- SUPPLIED ENTRIES:
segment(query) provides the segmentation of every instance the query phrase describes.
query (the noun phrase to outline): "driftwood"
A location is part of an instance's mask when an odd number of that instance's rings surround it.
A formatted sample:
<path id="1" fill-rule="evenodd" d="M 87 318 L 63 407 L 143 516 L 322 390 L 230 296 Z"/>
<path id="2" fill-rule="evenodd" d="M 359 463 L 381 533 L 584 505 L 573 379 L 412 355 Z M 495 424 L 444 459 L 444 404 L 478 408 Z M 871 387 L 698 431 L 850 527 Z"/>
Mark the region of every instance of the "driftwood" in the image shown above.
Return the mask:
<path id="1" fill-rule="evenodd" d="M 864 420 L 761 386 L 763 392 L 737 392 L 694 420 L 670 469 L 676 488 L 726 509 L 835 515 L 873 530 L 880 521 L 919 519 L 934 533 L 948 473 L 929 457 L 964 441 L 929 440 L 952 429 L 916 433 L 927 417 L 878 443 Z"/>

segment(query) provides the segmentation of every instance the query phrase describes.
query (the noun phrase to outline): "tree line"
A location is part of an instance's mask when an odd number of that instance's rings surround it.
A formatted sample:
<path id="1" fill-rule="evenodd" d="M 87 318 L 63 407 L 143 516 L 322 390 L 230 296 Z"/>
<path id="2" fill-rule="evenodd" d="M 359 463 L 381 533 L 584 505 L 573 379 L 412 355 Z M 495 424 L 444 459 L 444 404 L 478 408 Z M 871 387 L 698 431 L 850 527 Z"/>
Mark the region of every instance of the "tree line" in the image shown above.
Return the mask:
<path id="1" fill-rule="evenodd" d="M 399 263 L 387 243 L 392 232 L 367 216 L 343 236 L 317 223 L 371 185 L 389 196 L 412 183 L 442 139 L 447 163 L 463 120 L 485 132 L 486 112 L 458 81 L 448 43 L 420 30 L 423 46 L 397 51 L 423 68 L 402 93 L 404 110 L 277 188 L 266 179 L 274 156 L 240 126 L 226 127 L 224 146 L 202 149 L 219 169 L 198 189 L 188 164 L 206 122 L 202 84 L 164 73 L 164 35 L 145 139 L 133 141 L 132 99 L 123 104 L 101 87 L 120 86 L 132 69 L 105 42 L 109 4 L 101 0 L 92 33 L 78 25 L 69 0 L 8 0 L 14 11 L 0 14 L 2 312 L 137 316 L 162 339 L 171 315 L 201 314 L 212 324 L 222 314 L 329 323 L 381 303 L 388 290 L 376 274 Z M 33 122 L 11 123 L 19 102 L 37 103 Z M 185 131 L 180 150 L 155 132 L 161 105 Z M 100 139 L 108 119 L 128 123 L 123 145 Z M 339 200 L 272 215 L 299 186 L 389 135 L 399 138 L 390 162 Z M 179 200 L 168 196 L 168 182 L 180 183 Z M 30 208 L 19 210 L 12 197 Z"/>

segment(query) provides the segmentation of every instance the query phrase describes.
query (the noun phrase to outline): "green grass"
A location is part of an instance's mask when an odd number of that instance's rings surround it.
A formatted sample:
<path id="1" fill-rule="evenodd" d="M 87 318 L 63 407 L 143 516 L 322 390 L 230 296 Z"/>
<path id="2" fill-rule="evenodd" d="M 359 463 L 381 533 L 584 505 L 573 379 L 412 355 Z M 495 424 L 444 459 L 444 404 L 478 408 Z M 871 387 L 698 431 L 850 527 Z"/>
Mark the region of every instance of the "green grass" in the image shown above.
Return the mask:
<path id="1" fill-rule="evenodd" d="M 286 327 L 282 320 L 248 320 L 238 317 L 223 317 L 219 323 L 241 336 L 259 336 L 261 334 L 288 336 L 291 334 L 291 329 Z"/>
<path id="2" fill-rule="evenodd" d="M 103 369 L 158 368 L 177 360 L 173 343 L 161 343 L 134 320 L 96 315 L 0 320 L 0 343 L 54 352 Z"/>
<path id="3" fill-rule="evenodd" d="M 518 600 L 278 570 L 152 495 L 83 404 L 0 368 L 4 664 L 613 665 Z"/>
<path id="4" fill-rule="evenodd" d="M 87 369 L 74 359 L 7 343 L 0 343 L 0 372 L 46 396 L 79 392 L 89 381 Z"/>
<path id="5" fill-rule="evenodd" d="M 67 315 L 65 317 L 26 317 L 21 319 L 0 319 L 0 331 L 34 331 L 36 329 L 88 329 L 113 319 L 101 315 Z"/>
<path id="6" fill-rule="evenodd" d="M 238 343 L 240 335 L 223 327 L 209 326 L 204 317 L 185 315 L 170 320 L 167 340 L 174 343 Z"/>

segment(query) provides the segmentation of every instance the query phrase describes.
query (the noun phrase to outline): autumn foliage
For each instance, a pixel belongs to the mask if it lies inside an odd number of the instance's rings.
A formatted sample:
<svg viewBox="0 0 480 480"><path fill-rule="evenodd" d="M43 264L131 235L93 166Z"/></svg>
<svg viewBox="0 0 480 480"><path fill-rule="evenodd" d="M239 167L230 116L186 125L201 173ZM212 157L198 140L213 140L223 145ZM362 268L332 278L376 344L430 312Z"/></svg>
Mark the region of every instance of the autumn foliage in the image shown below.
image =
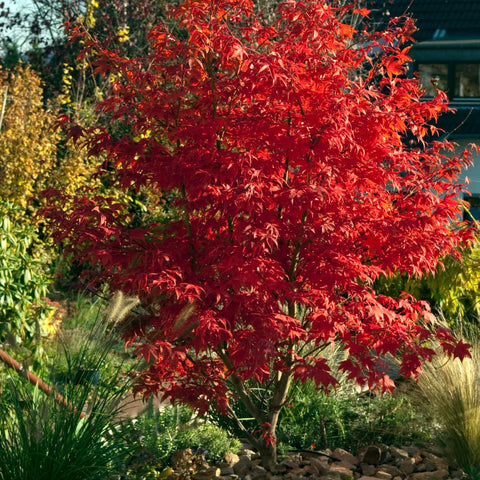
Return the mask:
<svg viewBox="0 0 480 480"><path fill-rule="evenodd" d="M49 211L92 282L140 296L139 390L231 416L240 399L267 466L293 380L327 388L346 372L388 389L389 353L416 376L433 316L375 281L432 272L469 236L454 183L469 155L432 140L446 98L424 100L405 76L411 20L367 34L350 23L367 10L334 5L288 0L262 24L249 0L185 0L148 56L98 53L97 72L117 78L99 107L110 124L72 133L163 215L139 221L100 196ZM322 355L331 344L341 372ZM271 386L263 409L255 382Z"/></svg>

- TASK BRIEF: Look through the material above for "autumn" and copy the lines that have it.

- WRITTEN REPLY:
query (the noun phrase to outline): autumn foliage
Mark the region of every instance of the autumn foliage in the image shown below.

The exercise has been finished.